_TASK LIST_.
a: Answer these questions using the text about police recruiting:
(i) What job did Fields eventually get?
(ii) What does the MPD hope its next generation of officers will be more of than enforcers?
(iii) What kind of policing culture do some say changes are needed to root out?
b: From the text about police recruiting, write out the part between "With its future" and "potentially dangerous enemy.", inclusive.
START TEXT
But after making it through rounds of interviews several years ago, the Army veteran tired of waiting to hear back from the department and decided to move on. Unwilling to let go of his dream of being in law enforcement, Fields began applying to other local agencies, eventually finding work as a jail deputy for a metro-area sheriff's office.

"Someone has to be willing to persevere, because how are we going to get more officers of color hired if no one perseveres?" Fields said in an interview.

With its future hanging in the balance, the MPD is wishing there were more Royce Fields around as it struggles to recruit the next generation of police officers, men and women it hopes will be more problem-solvers than enforcers.

Some believe the embattled department needs a major overhaul to win back the public's trust in the wake of George Floyd's murder, including hiring more people of color and women. Such changes are necessary, they say, to root out the "warrior" policing culture that teaches cops to see every civilian as a potentially dangerous enemy.
END TEXT
START RECORDED INFORMATION
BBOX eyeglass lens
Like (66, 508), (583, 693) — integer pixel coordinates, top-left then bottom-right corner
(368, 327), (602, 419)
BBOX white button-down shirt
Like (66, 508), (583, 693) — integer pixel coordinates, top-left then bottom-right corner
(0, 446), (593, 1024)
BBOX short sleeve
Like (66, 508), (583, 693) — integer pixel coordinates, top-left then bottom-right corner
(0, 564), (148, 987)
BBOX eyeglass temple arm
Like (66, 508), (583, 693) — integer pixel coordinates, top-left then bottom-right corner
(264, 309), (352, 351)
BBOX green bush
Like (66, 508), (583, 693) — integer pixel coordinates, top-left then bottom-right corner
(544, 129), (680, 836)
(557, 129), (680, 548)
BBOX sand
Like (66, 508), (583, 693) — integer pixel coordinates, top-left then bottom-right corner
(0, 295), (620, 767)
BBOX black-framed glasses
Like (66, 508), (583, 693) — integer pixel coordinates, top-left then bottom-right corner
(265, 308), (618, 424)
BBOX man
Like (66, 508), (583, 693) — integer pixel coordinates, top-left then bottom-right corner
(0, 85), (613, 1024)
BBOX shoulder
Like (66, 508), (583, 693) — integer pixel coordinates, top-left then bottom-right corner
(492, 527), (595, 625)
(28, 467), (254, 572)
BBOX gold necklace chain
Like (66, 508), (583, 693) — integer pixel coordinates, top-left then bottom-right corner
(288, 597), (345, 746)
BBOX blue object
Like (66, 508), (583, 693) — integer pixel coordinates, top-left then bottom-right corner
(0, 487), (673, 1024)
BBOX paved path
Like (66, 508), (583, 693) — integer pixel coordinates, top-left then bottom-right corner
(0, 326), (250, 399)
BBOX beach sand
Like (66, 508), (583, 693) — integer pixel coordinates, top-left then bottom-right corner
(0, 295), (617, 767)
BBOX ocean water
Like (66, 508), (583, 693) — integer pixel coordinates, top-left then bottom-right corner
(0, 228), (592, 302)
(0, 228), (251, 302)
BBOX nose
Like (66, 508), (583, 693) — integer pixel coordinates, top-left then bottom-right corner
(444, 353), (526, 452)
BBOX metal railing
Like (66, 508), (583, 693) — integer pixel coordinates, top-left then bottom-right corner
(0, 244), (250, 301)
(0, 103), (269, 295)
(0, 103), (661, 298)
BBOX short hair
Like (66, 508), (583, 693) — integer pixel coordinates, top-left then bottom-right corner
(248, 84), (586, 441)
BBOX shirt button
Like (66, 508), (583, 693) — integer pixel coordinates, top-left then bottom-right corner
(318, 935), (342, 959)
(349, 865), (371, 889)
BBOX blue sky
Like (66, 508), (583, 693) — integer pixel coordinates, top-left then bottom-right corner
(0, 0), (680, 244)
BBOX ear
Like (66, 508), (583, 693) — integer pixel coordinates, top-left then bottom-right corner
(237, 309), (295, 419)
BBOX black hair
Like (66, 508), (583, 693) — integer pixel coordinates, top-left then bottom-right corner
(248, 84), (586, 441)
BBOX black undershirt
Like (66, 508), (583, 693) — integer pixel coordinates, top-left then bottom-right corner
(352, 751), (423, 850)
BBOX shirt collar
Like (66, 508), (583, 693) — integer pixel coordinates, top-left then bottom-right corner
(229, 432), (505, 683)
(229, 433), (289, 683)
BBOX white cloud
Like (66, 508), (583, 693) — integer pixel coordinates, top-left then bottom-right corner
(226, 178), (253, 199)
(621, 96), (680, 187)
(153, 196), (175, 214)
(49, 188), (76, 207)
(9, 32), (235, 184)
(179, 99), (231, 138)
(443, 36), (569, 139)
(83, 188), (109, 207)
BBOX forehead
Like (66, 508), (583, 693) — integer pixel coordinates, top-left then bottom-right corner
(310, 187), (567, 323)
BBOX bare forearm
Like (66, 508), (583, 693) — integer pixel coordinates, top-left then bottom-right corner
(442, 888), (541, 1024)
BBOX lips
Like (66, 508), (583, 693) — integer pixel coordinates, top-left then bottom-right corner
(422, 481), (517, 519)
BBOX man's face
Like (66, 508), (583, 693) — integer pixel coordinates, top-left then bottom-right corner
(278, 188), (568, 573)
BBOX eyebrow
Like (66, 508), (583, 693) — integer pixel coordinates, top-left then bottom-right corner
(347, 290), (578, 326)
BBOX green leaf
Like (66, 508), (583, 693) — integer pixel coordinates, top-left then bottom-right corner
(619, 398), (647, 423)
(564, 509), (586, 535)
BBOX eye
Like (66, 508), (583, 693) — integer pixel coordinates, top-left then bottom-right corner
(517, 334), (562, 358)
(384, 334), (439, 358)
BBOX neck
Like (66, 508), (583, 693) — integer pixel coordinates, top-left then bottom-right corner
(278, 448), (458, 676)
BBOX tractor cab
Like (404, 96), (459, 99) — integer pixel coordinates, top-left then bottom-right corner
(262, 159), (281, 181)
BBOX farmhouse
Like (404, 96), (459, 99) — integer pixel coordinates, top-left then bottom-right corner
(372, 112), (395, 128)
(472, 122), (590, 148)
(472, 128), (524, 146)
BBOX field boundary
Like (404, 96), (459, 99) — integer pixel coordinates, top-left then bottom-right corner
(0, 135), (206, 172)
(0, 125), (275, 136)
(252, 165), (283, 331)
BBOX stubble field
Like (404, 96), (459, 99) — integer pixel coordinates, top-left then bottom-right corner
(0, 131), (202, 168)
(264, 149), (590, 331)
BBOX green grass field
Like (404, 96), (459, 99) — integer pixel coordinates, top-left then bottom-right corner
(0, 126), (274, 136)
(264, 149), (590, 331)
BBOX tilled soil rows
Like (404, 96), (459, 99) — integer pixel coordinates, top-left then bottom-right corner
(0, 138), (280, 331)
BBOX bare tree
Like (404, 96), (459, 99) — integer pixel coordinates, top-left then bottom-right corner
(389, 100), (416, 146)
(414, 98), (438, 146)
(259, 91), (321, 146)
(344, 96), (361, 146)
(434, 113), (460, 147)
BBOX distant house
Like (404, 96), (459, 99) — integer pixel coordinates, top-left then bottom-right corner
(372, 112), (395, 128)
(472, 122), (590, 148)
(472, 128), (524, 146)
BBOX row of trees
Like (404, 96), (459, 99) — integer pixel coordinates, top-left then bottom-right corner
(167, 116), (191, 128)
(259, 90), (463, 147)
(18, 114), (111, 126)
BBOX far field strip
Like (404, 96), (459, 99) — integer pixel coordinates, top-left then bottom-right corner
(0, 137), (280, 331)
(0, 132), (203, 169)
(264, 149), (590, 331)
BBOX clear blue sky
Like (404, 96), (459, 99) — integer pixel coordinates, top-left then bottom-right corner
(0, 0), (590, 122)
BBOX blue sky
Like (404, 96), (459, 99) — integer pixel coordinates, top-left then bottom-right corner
END RECORDED INFORMATION
_SOLUTIONS TO THE EXERCISE_.
a:
(i) A jail deputy for a metro-area sheriff's office.
(ii) Problem-solvers.
(iii) The "warrior" policing culture.

b:
With its future hanging in the balance, the MPD is wishing there were more Royce Fields around as it struggles to recruit the next generation of police officers, men and women it hopes will be more problem-solvers than enforcers.

Some believe the embattled department needs a major overhaul to win back the public's trust in the wake of George Floyd's murder, including hiring more people of color and women. Such changes are necessary, they say, to root out the "warrior" policing culture that teaches cops to see every civilian as a potentially dangerous enemy.